What to produce ▸ After locating the line that contains "A sample in", restate it and each later line word for word through the end of the records.

Material provided ▸

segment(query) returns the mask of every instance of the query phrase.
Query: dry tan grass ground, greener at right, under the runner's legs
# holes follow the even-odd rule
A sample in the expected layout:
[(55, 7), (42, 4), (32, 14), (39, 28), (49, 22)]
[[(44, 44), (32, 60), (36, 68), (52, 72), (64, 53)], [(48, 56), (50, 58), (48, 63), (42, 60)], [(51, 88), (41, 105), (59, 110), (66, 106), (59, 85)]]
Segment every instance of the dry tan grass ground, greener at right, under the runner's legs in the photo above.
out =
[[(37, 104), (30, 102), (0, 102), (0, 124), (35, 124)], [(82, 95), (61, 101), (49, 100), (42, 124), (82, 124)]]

The answer ▸
A sample in the expected layout:
[(55, 7), (42, 4), (32, 14), (39, 28), (49, 22)]
[[(44, 44), (32, 60), (36, 68), (52, 72), (64, 53)], [(48, 56), (50, 58), (48, 63), (42, 60)], [(51, 88), (41, 105), (59, 110), (66, 106), (59, 85)]]
Segment every instance of the dry tan grass ground, greener at right, under the runner's legs in the photo above.
out =
[[(37, 104), (30, 102), (0, 102), (0, 124), (35, 124)], [(82, 95), (61, 101), (49, 100), (42, 124), (82, 124)]]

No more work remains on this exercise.